▶ [TASK INSTRUCTIONS] Retype every line of the records below exactly as it appears, leaving the pictures out of your answer.

▶ [EXCERPTED DATA]

◇ ◇ ◇

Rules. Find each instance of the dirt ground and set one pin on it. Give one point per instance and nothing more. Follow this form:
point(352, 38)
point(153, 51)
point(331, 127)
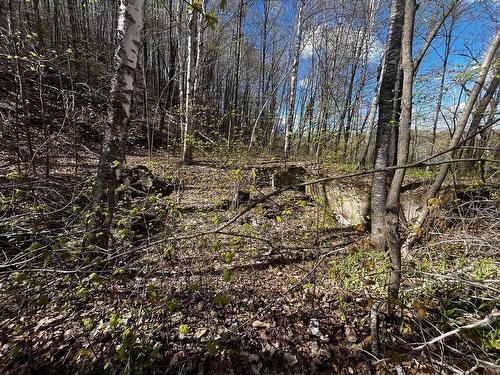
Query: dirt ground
point(283, 290)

◇ ◇ ◇

▶ [EXERCISE RESULT]
Rules. Find each instance of the dirt ground and set one pin on it. Give one point per instance and nothing more. Follow this form:
point(352, 38)
point(153, 51)
point(331, 127)
Query: dirt ground
point(283, 290)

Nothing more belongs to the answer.